### Exercise description
Please continue the passage on artemisinin resistance and patient compliance below, picking up right after its final sentence.

### Passage shown
========================================

Artemisinin resistance and patient compliance

Issues

To stem the emergence of malaria drug resistance, the WHO recommends the use of a combination of drugs that act in different ways. The current artemisinin-based combination therapies (ACTs) must be taken once or twice daily over a period of 3 days. Several studies have shown that patients often do not adhere to, or complete, the recommended regimen, which can lead to the emergence of drug-resistant parasites.1

Multidrug-resistant malaria has already emerged in the Greater Mekong Sub-region of Southeast Asia, resulting in high levels of treatment failure.2,3 Current short-term efforts to manage drug-resistant infections involve the use of longer treatment courses and studies are ongoing to explore the use of triple combinations. In the longer term, new medicines with novel mechanisms of action are needed to ensure malaria can continue to be cured in the face of increasing drug resistance.

Action 

MMV prioritizes the development of new therapies with novel mechanisms of action, activity against all known resistant parasite strains and more convenient treatment regimens.


In line with its target product profiles (TPPs), MMV is developing next-generation combination therapies that have the potential to be ‘single- or multiple-encounter radical cures’ (SERC or MERC). It is important that such drug combinations quickly kill and clear all parasites, demonstrate activity against all known resistant strains, be well tolerated and have a simple dosing regimen.

By improving compliance, the medicine would, in turn, help improve clinical management. An ideal medicine would also have the potential to block transmission, prevent relapse and provide chemoprotection, which would also help reduce the overall burden of malaria.

========================================

### Data extract
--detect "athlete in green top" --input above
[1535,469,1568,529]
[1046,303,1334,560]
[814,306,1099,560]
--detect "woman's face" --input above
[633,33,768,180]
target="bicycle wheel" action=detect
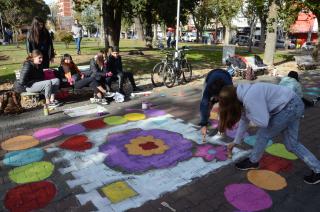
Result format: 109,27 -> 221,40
163,64 -> 176,88
182,61 -> 192,82
151,62 -> 164,87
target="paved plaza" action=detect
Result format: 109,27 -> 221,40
0,71 -> 320,212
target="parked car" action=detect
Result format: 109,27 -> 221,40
181,32 -> 197,42
237,35 -> 249,46
301,42 -> 316,51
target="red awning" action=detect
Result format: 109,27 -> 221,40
290,13 -> 316,33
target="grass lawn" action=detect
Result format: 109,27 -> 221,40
0,38 -> 288,83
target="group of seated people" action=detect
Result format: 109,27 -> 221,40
15,47 -> 140,108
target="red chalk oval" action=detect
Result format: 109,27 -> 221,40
82,119 -> 106,130
60,135 -> 92,151
4,181 -> 57,212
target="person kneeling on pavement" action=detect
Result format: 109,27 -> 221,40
105,46 -> 142,94
224,83 -> 320,184
15,50 -> 61,108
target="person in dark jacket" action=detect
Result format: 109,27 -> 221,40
58,54 -> 85,87
106,46 -> 141,94
16,50 -> 60,108
27,16 -> 54,68
74,53 -> 108,104
200,69 -> 232,137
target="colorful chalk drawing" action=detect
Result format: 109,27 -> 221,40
224,184 -> 272,211
60,124 -> 86,135
247,170 -> 287,191
243,135 -> 273,146
4,181 -> 57,212
260,154 -> 293,173
46,114 -> 250,211
103,116 -> 128,125
3,148 -> 44,166
1,135 -> 39,151
9,161 -> 54,183
124,113 -> 146,121
33,128 -> 63,141
194,144 -> 227,161
266,143 -> 298,160
101,181 -> 138,203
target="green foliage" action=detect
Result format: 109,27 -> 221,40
55,30 -> 73,48
0,0 -> 50,28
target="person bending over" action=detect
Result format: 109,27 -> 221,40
219,83 -> 320,184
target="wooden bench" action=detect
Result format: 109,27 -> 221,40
294,55 -> 320,70
14,70 -> 41,109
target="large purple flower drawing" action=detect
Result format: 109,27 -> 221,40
194,144 -> 227,161
100,129 -> 193,173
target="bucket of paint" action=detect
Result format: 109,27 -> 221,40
141,102 -> 149,110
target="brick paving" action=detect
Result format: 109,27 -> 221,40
0,69 -> 320,212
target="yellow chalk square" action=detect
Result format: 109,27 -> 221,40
101,181 -> 137,203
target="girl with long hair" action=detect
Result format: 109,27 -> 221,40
18,50 -> 60,108
219,83 -> 320,184
27,16 -> 54,68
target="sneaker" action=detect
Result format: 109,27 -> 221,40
304,172 -> 320,184
48,102 -> 61,109
90,97 -> 100,104
105,92 -> 115,98
97,99 -> 109,105
133,87 -> 143,91
236,158 -> 259,170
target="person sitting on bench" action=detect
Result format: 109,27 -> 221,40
105,46 -> 142,94
15,49 -> 60,108
58,54 -> 85,87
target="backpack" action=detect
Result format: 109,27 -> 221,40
0,91 -> 23,114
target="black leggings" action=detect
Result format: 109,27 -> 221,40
105,71 -> 136,92
74,77 -> 100,93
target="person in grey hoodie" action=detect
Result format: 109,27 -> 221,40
219,83 -> 320,184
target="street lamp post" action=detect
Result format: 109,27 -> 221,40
176,0 -> 180,50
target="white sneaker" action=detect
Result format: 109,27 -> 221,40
90,97 -> 100,104
105,92 -> 115,98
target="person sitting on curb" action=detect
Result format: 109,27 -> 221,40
15,50 -> 60,108
279,71 -> 320,107
224,83 -> 320,184
105,46 -> 142,94
199,69 -> 232,141
58,54 -> 85,87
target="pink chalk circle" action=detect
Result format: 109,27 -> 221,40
60,124 -> 86,135
210,119 -> 219,129
33,128 -> 62,141
224,183 -> 272,211
144,109 -> 167,117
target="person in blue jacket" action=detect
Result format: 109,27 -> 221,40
199,69 -> 232,137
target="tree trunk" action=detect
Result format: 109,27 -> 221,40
102,0 -> 123,49
134,17 -> 145,41
145,1 -> 153,49
248,17 -> 257,52
259,18 -> 267,50
224,26 -> 230,45
263,0 -> 278,65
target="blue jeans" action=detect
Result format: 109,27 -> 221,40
250,95 -> 320,173
74,37 -> 82,54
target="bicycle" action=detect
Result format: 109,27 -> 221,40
151,51 -> 173,87
163,46 -> 192,88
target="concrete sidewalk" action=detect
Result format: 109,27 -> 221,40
0,72 -> 320,212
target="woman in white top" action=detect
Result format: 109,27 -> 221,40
219,83 -> 320,184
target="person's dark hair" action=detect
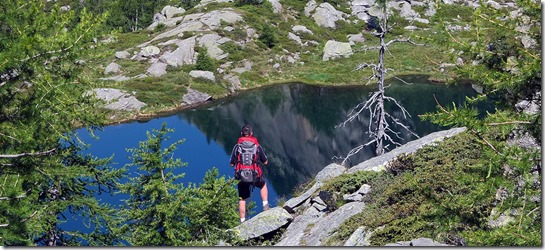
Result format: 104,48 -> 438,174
240,124 -> 252,136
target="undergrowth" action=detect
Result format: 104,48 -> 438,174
325,133 -> 542,246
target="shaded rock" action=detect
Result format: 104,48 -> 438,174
182,88 -> 211,105
384,238 -> 452,247
147,62 -> 167,77
322,40 -> 353,61
346,127 -> 466,173
275,202 -> 325,246
284,183 -> 322,210
344,226 -> 372,246
302,202 -> 365,246
115,50 -> 131,59
232,207 -> 293,240
104,62 -> 121,75
189,70 -> 216,82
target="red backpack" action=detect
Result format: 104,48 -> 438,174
235,136 -> 261,183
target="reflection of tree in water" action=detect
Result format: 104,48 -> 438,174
179,79 -> 474,196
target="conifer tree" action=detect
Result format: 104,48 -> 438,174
119,124 -> 238,246
0,0 -> 120,246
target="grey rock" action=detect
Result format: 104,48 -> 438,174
115,50 -> 131,59
344,226 -> 372,247
161,5 -> 185,19
304,0 -> 318,16
348,33 -> 365,43
87,88 -> 146,111
182,88 -> 211,106
343,184 -> 371,202
223,74 -> 242,93
159,36 -> 197,67
384,238 -> 451,247
322,40 -> 353,61
303,202 -> 365,246
233,207 -> 293,240
104,62 -> 121,75
189,70 -> 216,82
138,45 -> 161,58
268,0 -> 284,13
346,127 -> 466,173
147,62 -> 167,77
288,32 -> 303,45
314,163 -> 346,183
275,202 -> 325,246
99,75 -> 131,82
312,3 -> 346,29
199,33 -> 231,60
284,183 -> 323,210
291,25 -> 314,35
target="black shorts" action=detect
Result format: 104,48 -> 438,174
237,177 -> 265,200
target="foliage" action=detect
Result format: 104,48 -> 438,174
119,123 -> 238,246
330,133 -> 542,246
0,0 -> 124,246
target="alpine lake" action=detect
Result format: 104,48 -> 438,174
67,76 -> 484,224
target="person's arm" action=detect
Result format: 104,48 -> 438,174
257,145 -> 269,165
229,144 -> 238,167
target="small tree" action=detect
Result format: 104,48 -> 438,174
119,124 -> 238,246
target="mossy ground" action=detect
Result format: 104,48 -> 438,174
318,133 -> 542,246
79,0 -> 468,124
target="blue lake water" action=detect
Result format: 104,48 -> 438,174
66,77 -> 482,229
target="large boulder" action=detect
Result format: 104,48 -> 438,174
346,127 -> 466,173
302,202 -> 365,246
232,207 -> 293,240
322,40 -> 354,61
312,3 -> 346,29
199,33 -> 232,60
189,70 -> 216,82
182,88 -> 211,106
159,36 -> 197,67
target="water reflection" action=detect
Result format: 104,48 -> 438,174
177,78 -> 475,196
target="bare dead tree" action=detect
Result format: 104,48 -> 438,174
336,0 -> 425,165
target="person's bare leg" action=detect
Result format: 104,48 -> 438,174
259,183 -> 269,211
238,200 -> 246,222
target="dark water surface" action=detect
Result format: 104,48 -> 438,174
72,77 -> 476,219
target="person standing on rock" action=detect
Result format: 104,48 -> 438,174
230,125 -> 269,222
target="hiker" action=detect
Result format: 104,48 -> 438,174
230,125 -> 269,222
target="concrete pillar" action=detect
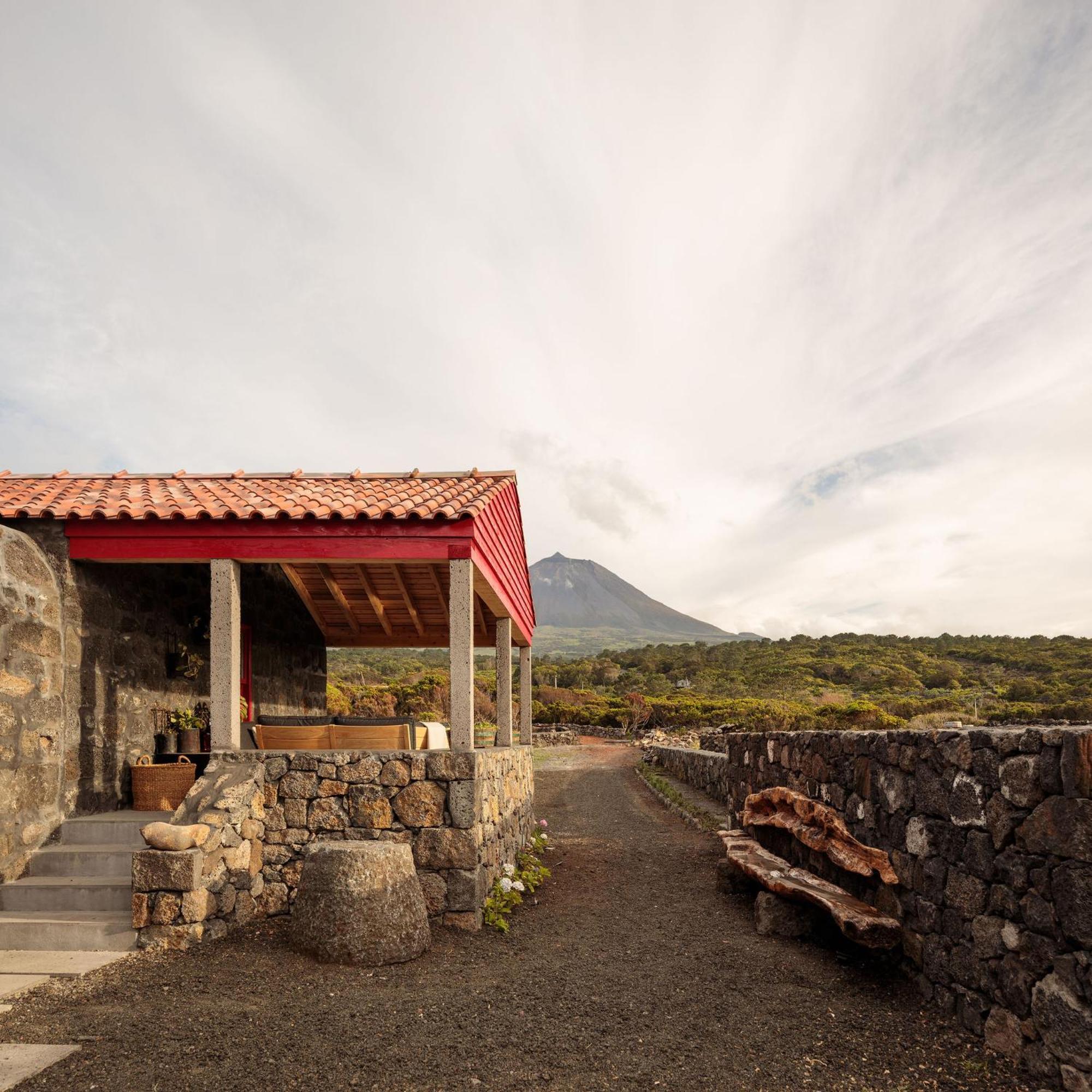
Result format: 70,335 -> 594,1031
209,558 -> 242,750
448,558 -> 474,750
497,618 -> 512,747
520,644 -> 531,747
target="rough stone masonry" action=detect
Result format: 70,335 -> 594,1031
133,747 -> 534,947
648,726 -> 1092,1089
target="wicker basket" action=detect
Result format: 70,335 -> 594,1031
130,755 -> 197,811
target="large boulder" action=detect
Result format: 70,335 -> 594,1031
292,842 -> 431,966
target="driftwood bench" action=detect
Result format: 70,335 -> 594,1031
719,787 -> 902,948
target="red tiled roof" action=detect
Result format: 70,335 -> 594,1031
0,471 -> 515,520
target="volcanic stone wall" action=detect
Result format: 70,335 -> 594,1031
648,726 -> 1092,1089
0,520 -> 325,860
211,747 -> 534,929
0,526 -> 67,880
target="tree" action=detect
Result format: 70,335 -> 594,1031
619,691 -> 652,732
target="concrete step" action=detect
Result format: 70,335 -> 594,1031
0,876 -> 132,911
26,842 -> 138,878
0,910 -> 136,951
60,811 -> 174,845
0,948 -> 127,978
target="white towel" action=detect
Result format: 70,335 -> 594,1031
425,721 -> 451,750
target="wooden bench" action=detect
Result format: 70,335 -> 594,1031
717,787 -> 902,948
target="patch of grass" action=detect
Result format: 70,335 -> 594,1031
637,762 -> 722,832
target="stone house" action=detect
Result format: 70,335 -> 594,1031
0,471 -> 534,913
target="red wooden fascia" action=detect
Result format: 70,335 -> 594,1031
64,483 -> 535,641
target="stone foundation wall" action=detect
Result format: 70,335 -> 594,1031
132,761 -> 271,948
0,526 -> 66,880
0,520 -> 325,852
648,726 -> 1092,1088
218,747 -> 534,929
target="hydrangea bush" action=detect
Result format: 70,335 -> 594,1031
483,819 -> 550,933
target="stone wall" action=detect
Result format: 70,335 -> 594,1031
0,526 -> 70,880
212,747 -> 534,929
0,520 -> 325,879
531,724 -> 580,747
649,726 -> 1092,1089
132,760 -> 271,948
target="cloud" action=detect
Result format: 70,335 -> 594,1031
0,0 -> 1092,634
510,434 -> 667,538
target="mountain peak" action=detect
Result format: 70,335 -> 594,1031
531,551 -> 741,652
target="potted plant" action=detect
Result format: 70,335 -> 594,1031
155,714 -> 178,755
168,709 -> 203,755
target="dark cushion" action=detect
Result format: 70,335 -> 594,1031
258,714 -> 330,728
331,716 -> 416,728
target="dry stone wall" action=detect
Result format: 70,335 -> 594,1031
646,726 -> 1092,1089
531,724 -> 580,747
0,526 -> 66,880
133,747 -> 534,946
132,761 -> 271,948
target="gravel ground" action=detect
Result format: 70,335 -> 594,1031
0,745 -> 1023,1092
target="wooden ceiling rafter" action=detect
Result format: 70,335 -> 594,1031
316,565 -> 360,637
391,565 -> 425,637
281,565 -> 330,633
428,565 -> 450,615
355,565 -> 394,637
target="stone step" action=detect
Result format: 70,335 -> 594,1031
0,910 -> 136,951
26,842 -> 144,878
0,948 -> 126,978
0,876 -> 132,911
60,810 -> 174,845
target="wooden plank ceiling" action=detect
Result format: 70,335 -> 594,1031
281,561 -> 497,649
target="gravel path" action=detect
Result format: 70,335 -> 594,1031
0,745 -> 1023,1092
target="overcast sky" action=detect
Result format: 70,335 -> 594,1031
0,0 -> 1092,637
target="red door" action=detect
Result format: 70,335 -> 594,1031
239,626 -> 254,721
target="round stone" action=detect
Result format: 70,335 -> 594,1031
292,842 -> 432,966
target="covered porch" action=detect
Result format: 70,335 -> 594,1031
54,472 -> 534,751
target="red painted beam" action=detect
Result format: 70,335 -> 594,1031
64,484 -> 535,640
64,520 -> 474,562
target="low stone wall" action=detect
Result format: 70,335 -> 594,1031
132,761 -> 271,948
133,747 -> 534,946
568,724 -> 630,739
649,726 -> 1092,1089
531,727 -> 580,747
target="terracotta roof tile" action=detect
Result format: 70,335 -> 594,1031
0,471 -> 514,520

========================================

### Task output
Within MMV’s portfolio, two new combinations have reached phase IIb development – artefenomel/ferroquine and KAF156/lumefantrine. Both of these combinations have the potential to meet this target and both are being tested against all known multidrug-resistant malaria parasites. It is hoped these new drug combinations will one day be at the front line of antimalarial treatment. 

As with the current ACTs, future medicines should be based on a combination of two or more compounds. MMV and its partners are undertaking non-clinical, combination studies earlier in the drug development pathway than has historically been the case. These studies are providing information on the compatibility of candidate compounds and predictions on their dose and efficacy as partner molecules. Read more about identifying optimal drug combinations


  1. Bruxvoort K et al. “How Patients Take Malaria Treatment: A Systematic Review of the Literature on Adherence to Antimalarial Drugs.” PLoS One. 9(1):e84555 (2014).

  2. Dondorp AM et al. “How to Contain Artemisinin- and Multidrug-Resistant Falciparum Malaria.” Trends Parasitol.
    33(5):353–363 (2017).

  3. Imwong M et al. “The spread of artemisinin-resistant Plasmodium falciparum in the Greater Mekong subregion: a molecular epidemiology observational study.” Lancet Infect Dis. 17(5):491–497 (2017).